EXTRACT TO READ ▸
/---

In most cases the better a bait emulates the prey of a hungry fish the more effective it is. Some baits are designed to mimic more active bottom-feeding baitfish while others, like the jerkbait, look just like a fish in the throes of death. It is this trick that has made the jerkbait so effective. You can catch a wide variety of fish, especially bass, throughout the year with jerkbaits. If you are new to these though it can be a little intimidating.
Jerkbaits are made to suit many different needs and they all have different features. Some float, some sink, some are neutral and the degree to which each one does so varies. They also come in different sizes and colors with a multitude of options available for customization. This all makes the selection, let alone use, of a jerkbait an often daunting and difficult experience. It really doesn’t have to be though. Once you have broken through the initial learning curve of jerkbaits you’ll be using them all the time.

\---

TO DO ▸ In the jerkbait passage, rewrite the part between "In most cases" and "a little intimidating.", inclusive, replacing "bass" with "trout".

Point-based annotation data:
/---

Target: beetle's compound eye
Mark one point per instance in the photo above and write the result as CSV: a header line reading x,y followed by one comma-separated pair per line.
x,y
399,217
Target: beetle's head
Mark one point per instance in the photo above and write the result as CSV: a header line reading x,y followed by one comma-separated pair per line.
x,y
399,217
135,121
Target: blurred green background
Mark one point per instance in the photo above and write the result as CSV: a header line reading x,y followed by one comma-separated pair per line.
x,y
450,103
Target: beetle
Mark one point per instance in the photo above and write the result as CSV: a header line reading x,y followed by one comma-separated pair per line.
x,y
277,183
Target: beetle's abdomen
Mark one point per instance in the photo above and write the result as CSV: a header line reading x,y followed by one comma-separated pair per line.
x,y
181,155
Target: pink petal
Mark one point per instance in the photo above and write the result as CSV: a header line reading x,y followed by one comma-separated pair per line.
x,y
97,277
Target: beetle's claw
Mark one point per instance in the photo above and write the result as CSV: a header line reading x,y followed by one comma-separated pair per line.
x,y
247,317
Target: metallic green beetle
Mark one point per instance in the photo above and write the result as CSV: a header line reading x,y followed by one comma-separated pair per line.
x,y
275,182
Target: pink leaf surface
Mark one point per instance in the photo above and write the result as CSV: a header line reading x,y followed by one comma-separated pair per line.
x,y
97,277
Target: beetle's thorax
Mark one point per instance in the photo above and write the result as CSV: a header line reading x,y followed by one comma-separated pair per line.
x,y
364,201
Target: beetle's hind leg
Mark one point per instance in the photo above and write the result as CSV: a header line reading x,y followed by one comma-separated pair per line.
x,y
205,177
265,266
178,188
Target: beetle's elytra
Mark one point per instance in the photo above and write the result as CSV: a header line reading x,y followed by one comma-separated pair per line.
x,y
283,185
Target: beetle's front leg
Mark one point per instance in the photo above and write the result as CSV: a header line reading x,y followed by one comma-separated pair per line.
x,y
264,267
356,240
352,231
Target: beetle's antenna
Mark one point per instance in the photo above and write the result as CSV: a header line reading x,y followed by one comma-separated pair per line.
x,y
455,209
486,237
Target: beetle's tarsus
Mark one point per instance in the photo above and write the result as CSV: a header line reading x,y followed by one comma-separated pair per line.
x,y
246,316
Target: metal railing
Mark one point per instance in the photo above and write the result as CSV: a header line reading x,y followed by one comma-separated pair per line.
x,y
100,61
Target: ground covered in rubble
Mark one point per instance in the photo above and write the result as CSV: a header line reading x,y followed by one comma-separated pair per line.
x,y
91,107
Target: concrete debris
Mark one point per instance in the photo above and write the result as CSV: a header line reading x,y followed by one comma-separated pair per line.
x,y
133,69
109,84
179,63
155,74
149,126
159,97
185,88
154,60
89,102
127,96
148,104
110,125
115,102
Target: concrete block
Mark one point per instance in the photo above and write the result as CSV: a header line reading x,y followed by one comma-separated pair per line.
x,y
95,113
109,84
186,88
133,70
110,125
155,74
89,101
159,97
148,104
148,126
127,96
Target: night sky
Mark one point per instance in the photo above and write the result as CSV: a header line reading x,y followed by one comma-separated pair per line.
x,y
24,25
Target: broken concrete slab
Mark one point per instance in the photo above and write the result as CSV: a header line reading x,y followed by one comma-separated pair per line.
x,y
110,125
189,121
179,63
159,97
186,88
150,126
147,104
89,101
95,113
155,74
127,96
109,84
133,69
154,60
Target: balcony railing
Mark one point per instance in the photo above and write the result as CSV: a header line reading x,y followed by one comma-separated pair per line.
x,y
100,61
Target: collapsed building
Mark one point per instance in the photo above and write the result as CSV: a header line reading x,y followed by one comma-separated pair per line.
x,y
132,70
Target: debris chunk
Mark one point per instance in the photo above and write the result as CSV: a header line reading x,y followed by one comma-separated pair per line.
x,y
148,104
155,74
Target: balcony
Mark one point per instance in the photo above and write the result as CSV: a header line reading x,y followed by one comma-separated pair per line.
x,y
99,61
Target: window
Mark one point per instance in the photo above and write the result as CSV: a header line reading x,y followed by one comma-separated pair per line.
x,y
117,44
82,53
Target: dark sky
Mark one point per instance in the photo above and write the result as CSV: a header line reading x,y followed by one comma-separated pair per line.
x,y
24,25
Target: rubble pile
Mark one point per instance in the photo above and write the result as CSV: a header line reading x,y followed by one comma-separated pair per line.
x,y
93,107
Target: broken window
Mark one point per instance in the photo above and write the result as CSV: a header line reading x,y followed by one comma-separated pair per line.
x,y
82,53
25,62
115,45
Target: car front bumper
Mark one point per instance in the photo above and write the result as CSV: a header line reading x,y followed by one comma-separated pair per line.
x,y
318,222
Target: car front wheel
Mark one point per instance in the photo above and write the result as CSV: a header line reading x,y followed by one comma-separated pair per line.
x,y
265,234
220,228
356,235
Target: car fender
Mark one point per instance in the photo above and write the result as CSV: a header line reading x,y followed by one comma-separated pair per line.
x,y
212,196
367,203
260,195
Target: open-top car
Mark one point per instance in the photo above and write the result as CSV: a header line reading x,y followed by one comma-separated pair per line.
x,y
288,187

\---

FULL RESPONSE ▸
In most cases the better a bait emulates the prey of a hungry fish the more effective it is. Some baits are designed to mimic more active bottom-feeding baitfish while others, like the jerkbait, look just like a fish in the throes of death. It is this trick that has made the jerkbait so effective. You can catch a wide variety of fish, especially trout, throughout the year with jerkbaits. If you are new to these though it can be a little intimidating.